▼▼▼
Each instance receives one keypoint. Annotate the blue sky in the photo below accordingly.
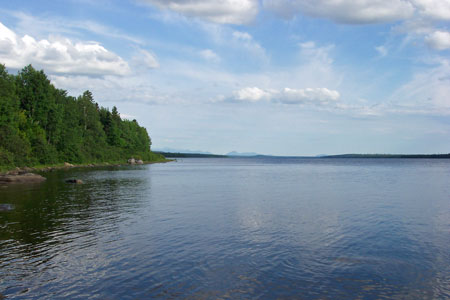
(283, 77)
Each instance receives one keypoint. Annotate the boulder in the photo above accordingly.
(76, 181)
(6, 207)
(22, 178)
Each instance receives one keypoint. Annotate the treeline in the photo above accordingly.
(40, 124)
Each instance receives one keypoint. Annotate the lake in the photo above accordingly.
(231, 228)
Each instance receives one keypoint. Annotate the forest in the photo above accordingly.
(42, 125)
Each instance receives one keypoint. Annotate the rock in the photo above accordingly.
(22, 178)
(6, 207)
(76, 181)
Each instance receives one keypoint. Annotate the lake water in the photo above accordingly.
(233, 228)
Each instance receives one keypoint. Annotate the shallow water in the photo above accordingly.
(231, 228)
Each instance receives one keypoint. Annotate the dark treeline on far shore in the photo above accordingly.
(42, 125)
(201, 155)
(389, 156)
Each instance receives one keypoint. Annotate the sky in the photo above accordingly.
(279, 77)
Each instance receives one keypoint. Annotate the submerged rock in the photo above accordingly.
▲▲▲
▼▼▼
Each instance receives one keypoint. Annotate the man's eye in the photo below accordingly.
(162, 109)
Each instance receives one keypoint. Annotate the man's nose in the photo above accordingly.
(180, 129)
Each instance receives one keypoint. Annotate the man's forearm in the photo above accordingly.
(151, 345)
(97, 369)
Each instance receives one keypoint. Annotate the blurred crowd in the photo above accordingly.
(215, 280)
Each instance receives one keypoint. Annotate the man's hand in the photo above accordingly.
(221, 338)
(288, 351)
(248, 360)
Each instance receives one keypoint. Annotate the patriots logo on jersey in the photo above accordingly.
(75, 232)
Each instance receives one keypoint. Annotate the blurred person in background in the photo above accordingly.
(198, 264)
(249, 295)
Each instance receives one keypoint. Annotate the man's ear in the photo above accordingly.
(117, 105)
▲▲▲
▼▼▼
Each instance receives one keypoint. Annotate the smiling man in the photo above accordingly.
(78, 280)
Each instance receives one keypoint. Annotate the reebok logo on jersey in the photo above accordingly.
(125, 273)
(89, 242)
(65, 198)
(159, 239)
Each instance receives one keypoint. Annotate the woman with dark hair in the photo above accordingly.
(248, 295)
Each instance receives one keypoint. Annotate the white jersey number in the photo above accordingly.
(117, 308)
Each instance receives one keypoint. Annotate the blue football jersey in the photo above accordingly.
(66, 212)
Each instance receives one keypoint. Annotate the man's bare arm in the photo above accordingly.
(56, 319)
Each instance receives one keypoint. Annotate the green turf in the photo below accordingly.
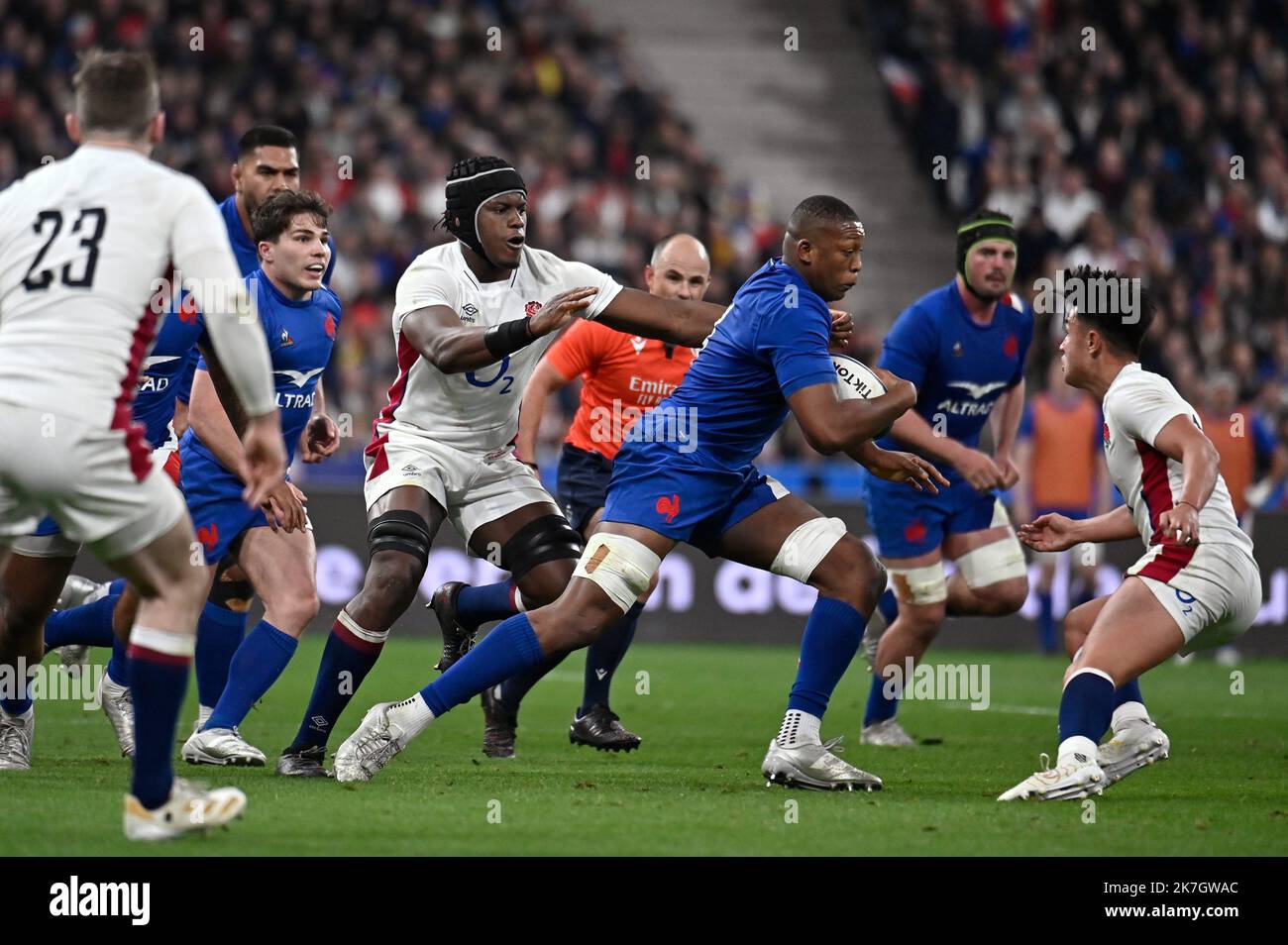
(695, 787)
▲▲▲
EXERCISE DIRECTIONS
How many lines of the rows above contain the word "logo"? Reply with the number alone.

ANSWER TO THE TASK
2